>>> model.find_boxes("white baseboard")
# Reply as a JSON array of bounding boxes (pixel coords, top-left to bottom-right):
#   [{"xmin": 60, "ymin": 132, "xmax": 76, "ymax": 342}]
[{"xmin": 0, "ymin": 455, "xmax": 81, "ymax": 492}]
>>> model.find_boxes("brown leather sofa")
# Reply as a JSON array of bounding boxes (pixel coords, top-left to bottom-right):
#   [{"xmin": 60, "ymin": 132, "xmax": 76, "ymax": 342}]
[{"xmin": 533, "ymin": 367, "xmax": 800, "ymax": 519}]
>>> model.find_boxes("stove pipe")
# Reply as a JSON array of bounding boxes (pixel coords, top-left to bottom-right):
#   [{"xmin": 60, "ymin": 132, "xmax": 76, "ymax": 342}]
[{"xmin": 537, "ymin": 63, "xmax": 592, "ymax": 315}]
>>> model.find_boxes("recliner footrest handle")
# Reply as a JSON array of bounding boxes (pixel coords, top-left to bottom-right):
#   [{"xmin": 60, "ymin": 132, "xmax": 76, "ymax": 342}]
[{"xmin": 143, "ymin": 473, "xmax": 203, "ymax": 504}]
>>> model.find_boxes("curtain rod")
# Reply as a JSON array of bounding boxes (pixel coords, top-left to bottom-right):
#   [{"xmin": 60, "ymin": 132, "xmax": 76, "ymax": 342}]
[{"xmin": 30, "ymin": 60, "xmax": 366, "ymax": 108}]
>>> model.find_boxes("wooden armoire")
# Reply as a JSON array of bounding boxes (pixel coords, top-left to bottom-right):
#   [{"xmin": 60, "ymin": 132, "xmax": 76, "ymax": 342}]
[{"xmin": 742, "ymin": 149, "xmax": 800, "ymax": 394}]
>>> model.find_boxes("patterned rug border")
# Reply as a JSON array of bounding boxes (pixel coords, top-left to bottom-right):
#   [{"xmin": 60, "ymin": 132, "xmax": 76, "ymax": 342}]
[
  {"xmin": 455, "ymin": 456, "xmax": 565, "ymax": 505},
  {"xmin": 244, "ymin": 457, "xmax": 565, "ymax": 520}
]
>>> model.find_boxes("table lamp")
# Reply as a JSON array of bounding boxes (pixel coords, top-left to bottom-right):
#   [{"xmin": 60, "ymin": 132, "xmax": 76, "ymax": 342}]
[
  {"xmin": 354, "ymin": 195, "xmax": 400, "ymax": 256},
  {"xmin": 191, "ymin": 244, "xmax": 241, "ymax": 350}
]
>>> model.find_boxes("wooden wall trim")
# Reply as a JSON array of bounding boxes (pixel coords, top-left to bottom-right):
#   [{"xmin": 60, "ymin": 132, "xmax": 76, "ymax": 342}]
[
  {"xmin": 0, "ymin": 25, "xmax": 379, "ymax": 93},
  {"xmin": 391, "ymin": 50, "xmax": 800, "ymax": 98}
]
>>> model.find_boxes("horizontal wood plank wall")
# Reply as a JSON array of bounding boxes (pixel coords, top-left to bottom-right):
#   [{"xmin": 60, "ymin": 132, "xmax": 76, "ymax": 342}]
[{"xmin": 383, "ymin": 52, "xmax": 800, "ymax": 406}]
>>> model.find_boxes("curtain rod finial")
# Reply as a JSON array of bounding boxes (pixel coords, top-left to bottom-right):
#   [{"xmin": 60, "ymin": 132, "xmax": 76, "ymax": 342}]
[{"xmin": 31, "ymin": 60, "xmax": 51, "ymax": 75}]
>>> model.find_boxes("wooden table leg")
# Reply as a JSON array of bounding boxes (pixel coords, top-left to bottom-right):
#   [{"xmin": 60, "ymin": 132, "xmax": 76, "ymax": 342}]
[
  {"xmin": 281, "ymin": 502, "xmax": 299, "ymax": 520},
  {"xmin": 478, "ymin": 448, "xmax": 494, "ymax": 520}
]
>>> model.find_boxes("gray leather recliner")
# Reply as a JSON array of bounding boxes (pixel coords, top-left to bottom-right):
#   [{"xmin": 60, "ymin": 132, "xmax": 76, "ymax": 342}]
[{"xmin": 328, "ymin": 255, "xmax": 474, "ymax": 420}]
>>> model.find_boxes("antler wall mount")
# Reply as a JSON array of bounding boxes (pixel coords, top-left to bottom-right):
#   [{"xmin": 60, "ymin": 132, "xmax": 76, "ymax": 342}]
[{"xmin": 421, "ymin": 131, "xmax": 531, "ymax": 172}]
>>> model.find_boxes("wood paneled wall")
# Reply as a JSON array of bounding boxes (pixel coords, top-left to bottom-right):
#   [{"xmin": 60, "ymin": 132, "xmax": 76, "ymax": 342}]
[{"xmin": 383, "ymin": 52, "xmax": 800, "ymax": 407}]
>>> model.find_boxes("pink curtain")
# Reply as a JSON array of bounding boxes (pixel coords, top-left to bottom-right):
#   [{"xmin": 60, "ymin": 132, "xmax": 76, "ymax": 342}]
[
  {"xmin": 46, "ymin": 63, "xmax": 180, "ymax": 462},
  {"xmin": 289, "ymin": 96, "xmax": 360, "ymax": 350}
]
##############################
◆ **Aim of the exercise**:
Out of the preceding entries, pull every line containing the string "wall".

◆ **Result of this exercise**:
>>> model.find_boxes("wooden wall trim")
>>> model.find_boxes("horizontal wood plank wall")
>>> model.find_boxes("antler wall mount")
>>> model.find_boxes("wood paneled wall")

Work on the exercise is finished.